Source records

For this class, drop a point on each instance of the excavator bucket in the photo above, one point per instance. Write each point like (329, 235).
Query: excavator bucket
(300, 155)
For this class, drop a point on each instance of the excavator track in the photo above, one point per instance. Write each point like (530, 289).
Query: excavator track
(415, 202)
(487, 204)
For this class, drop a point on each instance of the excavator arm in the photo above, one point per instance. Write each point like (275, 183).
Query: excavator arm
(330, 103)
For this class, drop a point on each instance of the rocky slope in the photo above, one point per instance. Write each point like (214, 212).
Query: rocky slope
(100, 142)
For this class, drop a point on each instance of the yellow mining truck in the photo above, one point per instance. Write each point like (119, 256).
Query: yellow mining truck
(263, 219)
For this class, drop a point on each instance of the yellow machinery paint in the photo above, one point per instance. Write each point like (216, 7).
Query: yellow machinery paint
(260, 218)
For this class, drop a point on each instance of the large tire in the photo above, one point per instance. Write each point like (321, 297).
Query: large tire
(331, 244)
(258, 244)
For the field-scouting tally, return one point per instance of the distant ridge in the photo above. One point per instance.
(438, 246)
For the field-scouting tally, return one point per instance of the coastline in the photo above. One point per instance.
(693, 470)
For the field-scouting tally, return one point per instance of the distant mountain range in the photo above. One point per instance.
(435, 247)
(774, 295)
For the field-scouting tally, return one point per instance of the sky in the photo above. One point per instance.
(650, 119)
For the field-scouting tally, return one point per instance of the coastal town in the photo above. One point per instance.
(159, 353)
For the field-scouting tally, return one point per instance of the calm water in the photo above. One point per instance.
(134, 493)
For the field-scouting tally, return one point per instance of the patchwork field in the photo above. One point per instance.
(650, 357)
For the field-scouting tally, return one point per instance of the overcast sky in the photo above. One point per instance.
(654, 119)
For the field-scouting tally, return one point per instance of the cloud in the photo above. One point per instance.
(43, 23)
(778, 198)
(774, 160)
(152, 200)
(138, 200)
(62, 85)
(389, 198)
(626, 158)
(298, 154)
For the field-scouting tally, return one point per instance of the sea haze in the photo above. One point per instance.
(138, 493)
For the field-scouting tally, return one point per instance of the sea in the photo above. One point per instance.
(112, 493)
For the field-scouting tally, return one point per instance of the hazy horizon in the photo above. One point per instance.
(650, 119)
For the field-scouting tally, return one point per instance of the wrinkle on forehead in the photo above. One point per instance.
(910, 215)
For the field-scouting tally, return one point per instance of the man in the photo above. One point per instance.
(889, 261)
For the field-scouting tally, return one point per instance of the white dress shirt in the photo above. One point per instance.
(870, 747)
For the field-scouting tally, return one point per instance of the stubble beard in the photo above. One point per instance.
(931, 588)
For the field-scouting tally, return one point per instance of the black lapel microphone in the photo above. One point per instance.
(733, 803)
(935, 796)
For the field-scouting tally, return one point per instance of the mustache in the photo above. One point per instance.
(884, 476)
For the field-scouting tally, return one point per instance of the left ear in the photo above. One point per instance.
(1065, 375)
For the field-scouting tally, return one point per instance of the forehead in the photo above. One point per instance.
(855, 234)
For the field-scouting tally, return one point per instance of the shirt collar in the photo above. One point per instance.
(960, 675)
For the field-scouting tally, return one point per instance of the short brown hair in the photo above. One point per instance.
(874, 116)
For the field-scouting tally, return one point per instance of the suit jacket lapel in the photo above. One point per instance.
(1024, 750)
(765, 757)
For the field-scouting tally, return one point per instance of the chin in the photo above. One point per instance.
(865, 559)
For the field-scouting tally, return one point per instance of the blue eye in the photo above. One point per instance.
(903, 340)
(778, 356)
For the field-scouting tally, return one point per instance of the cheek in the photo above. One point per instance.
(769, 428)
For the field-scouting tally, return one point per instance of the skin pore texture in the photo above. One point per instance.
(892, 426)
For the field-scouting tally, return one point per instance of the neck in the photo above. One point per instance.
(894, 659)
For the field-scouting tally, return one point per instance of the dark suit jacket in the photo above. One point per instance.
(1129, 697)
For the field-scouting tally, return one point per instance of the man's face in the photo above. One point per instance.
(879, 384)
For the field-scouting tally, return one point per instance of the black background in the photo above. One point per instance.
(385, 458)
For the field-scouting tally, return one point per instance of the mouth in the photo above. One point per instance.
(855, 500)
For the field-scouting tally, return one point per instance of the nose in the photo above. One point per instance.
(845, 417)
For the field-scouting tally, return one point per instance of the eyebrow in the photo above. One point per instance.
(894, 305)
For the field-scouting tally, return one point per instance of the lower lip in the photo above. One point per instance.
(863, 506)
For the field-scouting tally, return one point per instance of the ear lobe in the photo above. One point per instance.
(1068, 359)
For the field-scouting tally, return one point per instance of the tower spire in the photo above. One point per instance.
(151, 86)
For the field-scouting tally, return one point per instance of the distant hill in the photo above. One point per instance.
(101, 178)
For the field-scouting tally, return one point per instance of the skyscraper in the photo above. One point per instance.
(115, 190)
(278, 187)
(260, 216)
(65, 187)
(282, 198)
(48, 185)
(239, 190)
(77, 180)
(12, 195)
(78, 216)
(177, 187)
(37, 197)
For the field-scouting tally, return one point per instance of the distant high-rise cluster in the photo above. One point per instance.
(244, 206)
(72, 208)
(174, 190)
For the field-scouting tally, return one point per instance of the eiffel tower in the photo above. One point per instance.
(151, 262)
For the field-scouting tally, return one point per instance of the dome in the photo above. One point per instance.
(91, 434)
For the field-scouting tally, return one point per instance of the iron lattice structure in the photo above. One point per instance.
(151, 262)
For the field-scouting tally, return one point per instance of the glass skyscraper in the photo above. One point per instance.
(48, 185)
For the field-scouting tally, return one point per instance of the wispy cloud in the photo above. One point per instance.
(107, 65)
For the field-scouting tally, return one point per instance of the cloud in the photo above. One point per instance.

◆ What to work on:
Show the lines of the records that include the string "drop".

◆ Response area:
For this class, drop a point on each instance of the excavator bucket in the photo above, one point per instance. Write each point like (329, 235).
For this class, drop a point on each instance of the excavator track in the photo above, one point per instance. Write each point like (530, 289).
For this class, drop a point on each instance of the excavator arm in the photo above, one point per instance. Write each point like (275, 183).
For this class, drop a point on each instance of the rocky slope in the photo above, one point per instance. Write each point like (214, 212).
For this class, drop a point on each instance of the yellow mining truck in the photo above, one point per instance. Write each point like (119, 256).
For this class, drop a point on each instance of the yellow machinery paint in the photo above, one point per instance. Write each point like (216, 7).
For this class, drop a point on each instance of the large tire in the photo above, one point per instance. Write each point like (321, 297).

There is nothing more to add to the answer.